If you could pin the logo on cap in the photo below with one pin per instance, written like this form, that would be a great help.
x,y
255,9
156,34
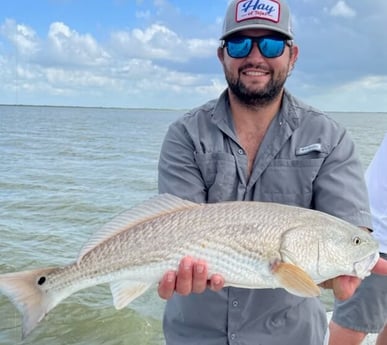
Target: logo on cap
x,y
258,9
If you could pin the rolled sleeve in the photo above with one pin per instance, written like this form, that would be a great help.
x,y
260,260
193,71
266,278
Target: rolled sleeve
x,y
178,172
340,187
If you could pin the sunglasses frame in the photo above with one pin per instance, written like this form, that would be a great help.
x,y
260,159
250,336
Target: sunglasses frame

______

**Exercise prompt**
Word for word, set down every line of the records above, and leave the pictures out.

**Response area**
If you could pin the logo on cap in the photo below with one pin per instance, written like this form, that would be a great help.
x,y
255,9
156,34
Target: logo on cap
x,y
258,9
If you could pin the rolled sleeve in the photo above with one pin per instance, written like this form, that would be a great help.
x,y
260,260
193,71
266,278
Target: rolled sleeve
x,y
178,172
340,187
If you could pin the sunglasses frame in the photo above with one pin per instance, written like this form, that would be a great help.
x,y
260,159
250,336
Target: sunglasses frame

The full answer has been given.